▸ TEXT UNDER STUDY
--

The Definitive Answer to the Public, Private or Home School Question

WE HAVE FINALLY FIGURED IT OUT. The answer regarding which is BEST — public school, private school or homeschool. After having our children in a cumulative 54 YEARS of school (five kids is a lot of kids, guys), we know the definitive answer, which is YES.

Question: Which is best — public, private or homeschool?
Answer: Yes. All of the above. Depending on the child, the year, the circumstances, the environments, the family, and the outside challenges, yes; each of them is the VERY BEST option.

Please understand; no one is more disappointed by this answer than I am. I was raised, after all, to believe in SYSTEMS. There are Good Systems and Bad Systems. My main job was to revere and adhere to the good ones like Evangelical Christianity, Public School, Republicanism, and Making My Bed Every Day.

Clearly, I failed.


Now, we’ve had our kids mostly in Public School over the years. We’re big fans of public schools. We’ve always voted for school bond measures and support tax increases that benefit public schools, even during the years we had kids in private school, because school bonds and paying for public education benefit all of us. In fact, we’re dismayed by reports this week that the federal government plans to gut public school funding and are wholeheartedly against Betsy DeVos’ plan which will undermine them horribly. Because blech.

So we’ve mostly had kids in Public School… and one kid in Private. But at least I didn’t do anything TOO radical like homeschool, you know? I had boundaries. LIMITS.

I mean, I wasn’t opposed to homeschooling in principle. I understand people can homeschool effectively. Especially if those people have things like a background in education and, well, patience.

I, on the other hand, LOVE sending my kids to school-school where school = Anywhere But My House.

I am the parent who NEVER CRIED on the first days of preschool.


I especially love school-school for the teachers. The TEACHERS, friends — real, not make-believe, who dedicate their WHOLE LIVES to educating our kids, preparing them for a future the teachers often don’t get to see. Yes; teachers are real but also MAGICAL. Teacher-fairies, if you will. And teacher-fairies put up with a LOT. Ever-changing rules, administrations, and markers for student success. They put up with PARENTS. They work weeknights and weekends and spend money from their own pockets to subsidize what kids don’t receive from the school budget. They receive lower rates of pay than jobs that require the same amount of education. And most of them are GOOD AT IT. Like, really great. Showing up day after day as a holy calling.

--

▸ GIVEN RECORDS

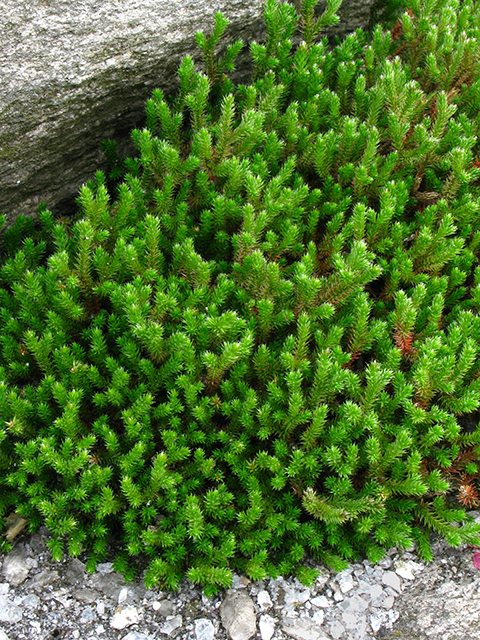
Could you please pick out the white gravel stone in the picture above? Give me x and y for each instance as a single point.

--

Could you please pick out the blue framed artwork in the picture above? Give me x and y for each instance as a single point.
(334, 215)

--

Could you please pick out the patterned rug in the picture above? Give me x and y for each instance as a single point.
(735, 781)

--

▸ PROBLEMS TO SOLVE
**A)** Do the following statements agree with the essay on choosing public, private or home school? For each, answer yes or no and quote the words of the essay that decide it.
(i) The family has kept voting for school bond measures even in years when they had children in private school.
(ii) The writer cried on the first days of preschool.
(iii) Teachers earn more than people in other jobs that require the same amount of education.
**B)** Write a continuation of the essay on choosing public, private or home school, starting right after its final sentence.

▸ TASK ANSWERS
**A)**
(i) Yes: "We’ve always voted for school bond measures and support tax increases that benefit public schools, even during the years we had kids in private school"
(ii) No: "I am the parent who NEVER CRIED on the first days of preschool."
(iii) No: "They receive lower rates of pay than jobs that require the same amount of education."

**B)**
I, on the other hand, am not a teacher. Not by education. Not by calling. Not by talent. There are no teacher-fairies in this house. Which is why I decided to never, ever, EVER pull my kids from school-school and homeschool them.

^^^That’s what I said for YEARS.^^^

And I was RIGHT.

Except I just pulled my kid from school and I’m homeschooling him.

In retrospect, I’ve identified how this happened and will disclose it so you can avoid the same mistake: When our kids started school 100,000 years ago, we made a commitment to evaluate on an ongoing basis what each child needs from her or his education. <– That’s our problem, right there. Treating kids like individuals who may have different needs at different times.

And this kid? He needs to be home for a while.

We tried to get around it. We tried to delay and avoid going to HOMESCHOOL EXTREMES. But he asked on repeat that we reconsider. He wants freedom to fly through a higher math curriculum. He wants a break from the anxiety of attempting scholastic perfection. He wants to conduct computer and science experiments and to build a fort in the backyard. He wants more time to read for pleasure. It became more and more challenging to look this kid in the eye — this kid who adores learning, and is motivated, and already performs in the 99th percentile in his grade in every subject — and give him a reasonable answer as to why he couldn’t try. HE WORE US DOWN is what I’m saying.

So even though he had a teacher-fairy who was working her fairy magic…

And even though his twin brother is still going to the school-school…

And even though the school year is almost over…

And even though he has a mother who is not a teacher-fairy AT ALL…

Here we go. Homeschool is upon us.

It’s been just over a week now.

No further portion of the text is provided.